Science and Religion in Education Conference
Date: Friday 28th October
Time: 9.30 am- 5.30 pm
Location: University of Oxford, Department of Education, 15 Norham Gardens, OX2 6PY
Keynote Alister McGrath, Chair Michael Reiss
Click here to register!
New ways to discover and advance students’ and the wider public’s reasoning about science and religion
A conference exploring links between education, science and religion, organised by the LASAR Project with the Department of Education, University of Oxford and Christ Church Canterbury University.
Some people believe that science and religion are necessarily opposed and compete for the same territory. The pervasiveness of the conflict thesis – in schools and among the wider public – is underpinned by a myriad of complex factors. This conference will discuss why the conflict thesis is so prevalent in people’s thinking, and will showcase research and activities designed to improve students’ and the wider public’s understanding of how science and religion relate.
There is a call below for papers for 15 minute presentations on each of three themes.
In any multidisciplinary field, people are knowledgeable in a particular field but not necessarily expert in others. This conference is an opportunity for participants to share their findings and expertise and at the same time discover new ideas and new perspectives. We believe that the conference will be beneficial for the following groups:
• Researchers in education (particularly science and religious education)
☆ ☆ ☆ ☆
■ **Set problem 1**:
Reproduce the part of the conference announcement between "Science and Religion in" and "here to register!", inclusive.
■ **Set problem 2**:
According to the conference announcement, how long are the presentations in the call for papers?
■ **Set problem 3**:
Continue the conference announcement from where it stops.

Rows contained in a dataset:
☆ ☆ ☆ ☆
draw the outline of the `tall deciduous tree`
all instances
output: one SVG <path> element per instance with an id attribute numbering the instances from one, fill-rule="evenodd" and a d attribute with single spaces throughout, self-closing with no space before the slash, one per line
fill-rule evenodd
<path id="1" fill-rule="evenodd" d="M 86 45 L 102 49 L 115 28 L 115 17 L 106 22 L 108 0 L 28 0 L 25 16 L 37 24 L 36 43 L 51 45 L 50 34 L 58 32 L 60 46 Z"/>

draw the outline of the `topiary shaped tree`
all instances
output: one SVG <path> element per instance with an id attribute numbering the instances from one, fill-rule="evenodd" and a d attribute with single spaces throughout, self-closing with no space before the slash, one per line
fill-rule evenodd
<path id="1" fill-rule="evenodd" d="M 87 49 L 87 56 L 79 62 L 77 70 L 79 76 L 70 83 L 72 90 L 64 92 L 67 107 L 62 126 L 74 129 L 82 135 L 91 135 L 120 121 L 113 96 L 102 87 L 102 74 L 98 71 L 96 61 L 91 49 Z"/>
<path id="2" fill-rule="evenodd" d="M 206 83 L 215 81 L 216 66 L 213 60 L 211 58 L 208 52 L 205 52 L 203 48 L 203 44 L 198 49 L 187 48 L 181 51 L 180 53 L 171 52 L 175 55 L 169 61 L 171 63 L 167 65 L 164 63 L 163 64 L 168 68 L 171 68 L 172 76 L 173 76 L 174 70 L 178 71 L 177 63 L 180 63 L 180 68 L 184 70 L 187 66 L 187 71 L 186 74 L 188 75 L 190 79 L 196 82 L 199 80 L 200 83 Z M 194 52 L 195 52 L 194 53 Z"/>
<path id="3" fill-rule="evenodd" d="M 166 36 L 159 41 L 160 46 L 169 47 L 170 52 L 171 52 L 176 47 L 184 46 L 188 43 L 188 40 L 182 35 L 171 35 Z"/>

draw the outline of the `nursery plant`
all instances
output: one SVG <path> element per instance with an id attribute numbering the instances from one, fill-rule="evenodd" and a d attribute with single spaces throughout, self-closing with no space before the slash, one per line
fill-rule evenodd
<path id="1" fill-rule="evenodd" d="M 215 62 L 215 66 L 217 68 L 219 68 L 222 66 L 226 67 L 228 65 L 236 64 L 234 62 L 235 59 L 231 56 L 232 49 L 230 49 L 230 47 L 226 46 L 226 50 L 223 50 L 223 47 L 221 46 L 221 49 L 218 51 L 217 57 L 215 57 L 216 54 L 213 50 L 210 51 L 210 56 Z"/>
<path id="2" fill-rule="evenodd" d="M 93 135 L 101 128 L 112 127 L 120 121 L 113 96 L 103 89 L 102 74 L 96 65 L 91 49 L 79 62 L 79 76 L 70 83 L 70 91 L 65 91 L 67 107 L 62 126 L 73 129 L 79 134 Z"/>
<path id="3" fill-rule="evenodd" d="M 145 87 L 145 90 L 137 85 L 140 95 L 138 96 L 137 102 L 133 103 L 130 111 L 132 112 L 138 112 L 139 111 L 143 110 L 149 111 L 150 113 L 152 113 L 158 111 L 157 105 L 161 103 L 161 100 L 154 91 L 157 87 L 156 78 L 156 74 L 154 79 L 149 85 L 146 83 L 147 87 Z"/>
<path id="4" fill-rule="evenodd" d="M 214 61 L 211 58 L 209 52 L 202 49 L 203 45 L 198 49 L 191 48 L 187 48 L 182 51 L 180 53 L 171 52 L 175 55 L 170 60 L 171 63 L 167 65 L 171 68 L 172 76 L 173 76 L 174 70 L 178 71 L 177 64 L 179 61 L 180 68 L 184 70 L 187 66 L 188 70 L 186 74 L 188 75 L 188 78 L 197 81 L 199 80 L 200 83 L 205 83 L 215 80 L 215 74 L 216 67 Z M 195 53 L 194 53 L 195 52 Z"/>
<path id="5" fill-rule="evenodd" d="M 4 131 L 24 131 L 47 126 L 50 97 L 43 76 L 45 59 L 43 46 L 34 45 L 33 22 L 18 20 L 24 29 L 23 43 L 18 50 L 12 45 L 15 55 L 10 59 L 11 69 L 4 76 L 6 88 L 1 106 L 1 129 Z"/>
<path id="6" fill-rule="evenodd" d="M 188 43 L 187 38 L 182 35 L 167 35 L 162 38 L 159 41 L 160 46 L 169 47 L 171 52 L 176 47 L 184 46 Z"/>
☆ ☆ ☆ ☆
■ **Task answer 1**:
Science and Religion in Education Conference
Date: Friday 28th October
Time: 9.30 am- 5.30 pm
Location: University of Oxford, Department of Education, 15 Norham Gardens, OX2 6PY
Keynote Alister McGrath, Chair Michael Reiss
Click here to register!

■ **Task answer 2**:
15 minutes

■ **Task answer 3**:
• Academics including philosophers, scientists, theologians and historians interested in the relationships between science and religion;
• Science teachers and science teacher educators;
• RE teachers and RE teacher educators;
• Postgraduate and undergraduate students on teacher education courses;
• Postgraduate and undergraduate students studying philosophy, theology, natural sciences, religious studies and related subjects.
Call for papers:
There will be three Short Paper sessions (described below) for which all attendees are encouraged to submit proposals. Each speaker will have a maximum of 15 minutes presentation time, followed by questions and discussion. Acceptance of papers will be based on quality, originality, relevance to the conference theme and plausibility of presentation within 15 minutes. We may run parallel sessions in order to include more presentations.
Short Paper session 1: Beyond Barbour:
Ian Barbour proposed four major models to convey how science might relate to religion: Conflict, Independence, Dialogue, and Integration. Are these ideal for teaching or are there more effective and participatory ways to involve learners in the discovery of how science and religion might relate? Papers are invited that address for example:
- What is a novel way to explain the relationship between science and religion?
- What are effective models for helping children to conceptualise the relationship between science and religion?
- Can visual models help early learners understand the sort of claims science and religion make?
Short Paper session 2: Beyond Bare Statistics
Research over many decades shows that school students tend to see science and religion as opposed. Understanding why this is can be better understood via research that looks at who children are, what they believe, how they think and what they learn and access. Papers are invited that address for example:
• What do young people think about the relationships between science and religion – and why?
• Alongside surveys and interviews, what other methods can reveal children’s thinking?
• What are the questions and topics that most readily engage young people and those who work with them?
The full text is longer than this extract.